▶ [Given information]:
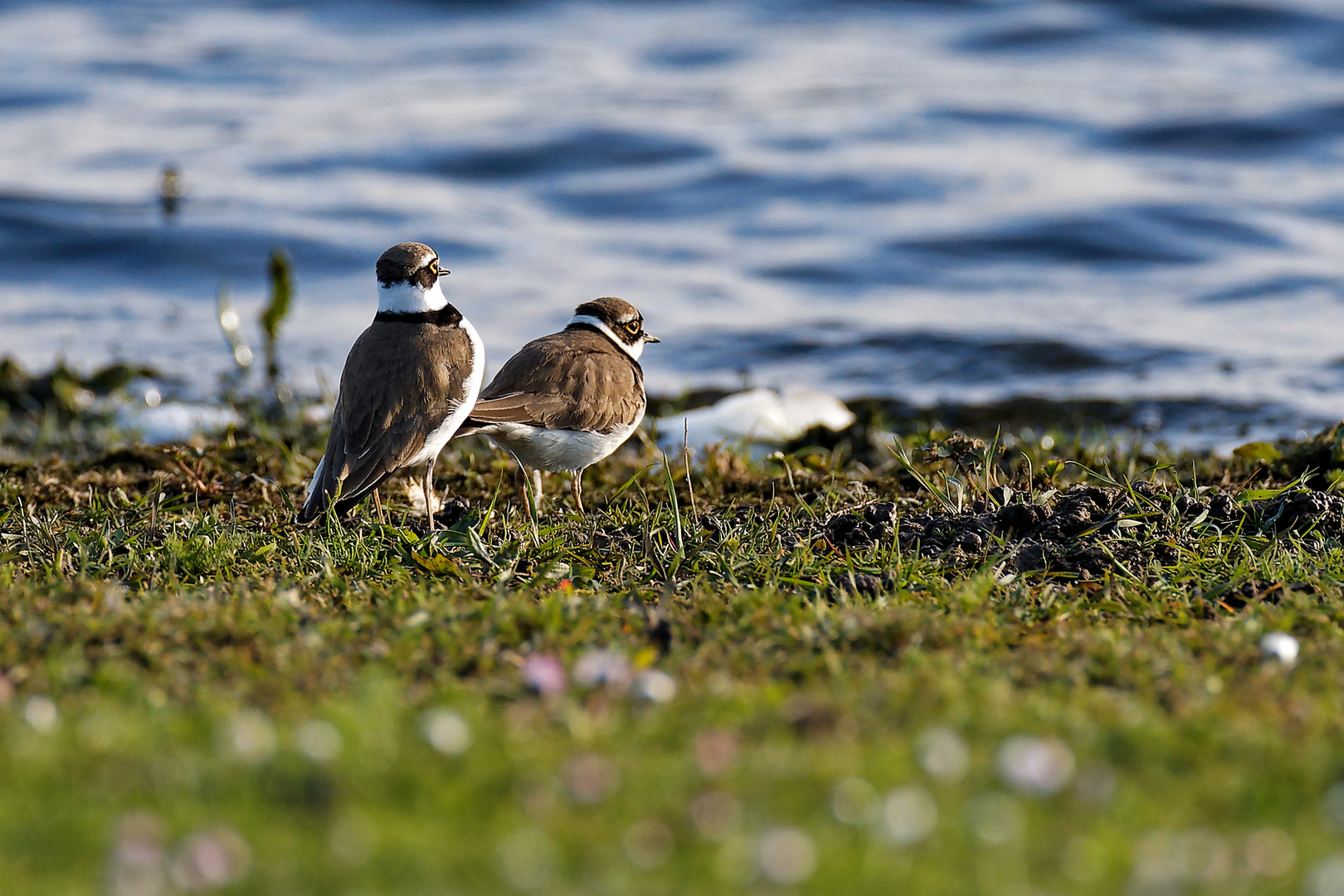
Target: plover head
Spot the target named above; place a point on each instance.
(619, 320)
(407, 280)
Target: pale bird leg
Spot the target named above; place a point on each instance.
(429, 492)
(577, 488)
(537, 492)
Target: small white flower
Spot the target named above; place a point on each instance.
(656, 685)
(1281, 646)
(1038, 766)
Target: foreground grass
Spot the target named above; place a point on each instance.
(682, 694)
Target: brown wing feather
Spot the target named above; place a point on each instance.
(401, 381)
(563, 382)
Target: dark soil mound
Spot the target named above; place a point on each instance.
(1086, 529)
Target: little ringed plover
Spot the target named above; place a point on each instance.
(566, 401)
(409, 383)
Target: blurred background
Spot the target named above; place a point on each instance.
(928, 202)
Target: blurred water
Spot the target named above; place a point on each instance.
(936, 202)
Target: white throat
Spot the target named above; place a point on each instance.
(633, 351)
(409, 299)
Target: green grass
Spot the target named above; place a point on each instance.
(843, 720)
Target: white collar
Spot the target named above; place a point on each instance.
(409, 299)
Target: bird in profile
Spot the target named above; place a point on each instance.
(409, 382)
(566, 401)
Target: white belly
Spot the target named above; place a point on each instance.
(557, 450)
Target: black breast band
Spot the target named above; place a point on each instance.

...

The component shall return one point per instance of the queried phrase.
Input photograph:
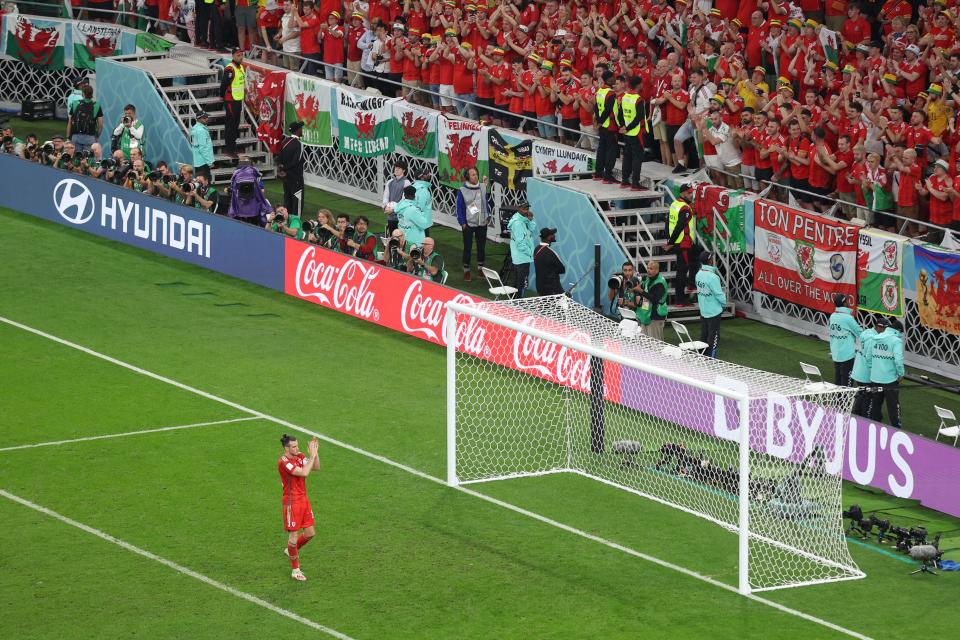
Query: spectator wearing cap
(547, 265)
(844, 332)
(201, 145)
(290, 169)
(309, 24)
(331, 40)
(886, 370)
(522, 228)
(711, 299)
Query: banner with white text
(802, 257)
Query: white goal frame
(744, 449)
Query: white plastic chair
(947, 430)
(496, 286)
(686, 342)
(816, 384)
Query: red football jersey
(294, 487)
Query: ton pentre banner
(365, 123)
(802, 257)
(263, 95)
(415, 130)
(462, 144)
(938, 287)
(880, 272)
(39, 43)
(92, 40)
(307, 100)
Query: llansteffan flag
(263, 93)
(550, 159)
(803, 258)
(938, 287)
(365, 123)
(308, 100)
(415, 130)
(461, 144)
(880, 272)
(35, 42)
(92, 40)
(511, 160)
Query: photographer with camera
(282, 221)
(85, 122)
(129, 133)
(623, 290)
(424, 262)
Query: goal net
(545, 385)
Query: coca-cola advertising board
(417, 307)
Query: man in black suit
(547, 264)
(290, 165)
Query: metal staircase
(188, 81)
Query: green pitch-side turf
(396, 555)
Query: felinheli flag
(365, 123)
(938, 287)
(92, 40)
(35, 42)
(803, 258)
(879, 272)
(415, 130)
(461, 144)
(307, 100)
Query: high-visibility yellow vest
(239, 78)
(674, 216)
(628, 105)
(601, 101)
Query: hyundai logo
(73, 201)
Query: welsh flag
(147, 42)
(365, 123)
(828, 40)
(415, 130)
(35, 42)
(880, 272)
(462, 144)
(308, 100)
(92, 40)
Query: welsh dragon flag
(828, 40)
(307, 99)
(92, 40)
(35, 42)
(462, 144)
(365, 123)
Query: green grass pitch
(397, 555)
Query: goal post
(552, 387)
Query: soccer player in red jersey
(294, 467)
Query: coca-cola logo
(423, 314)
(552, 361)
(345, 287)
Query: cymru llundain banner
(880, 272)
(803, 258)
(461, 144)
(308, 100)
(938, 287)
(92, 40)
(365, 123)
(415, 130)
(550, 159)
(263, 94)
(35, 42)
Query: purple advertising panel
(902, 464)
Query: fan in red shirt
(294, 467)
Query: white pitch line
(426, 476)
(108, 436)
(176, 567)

▶ [Exercise details]: If a line of the records above holds the word "plover", show it.

▶ [Response box]:
Target: plover head
Target: little ringed plover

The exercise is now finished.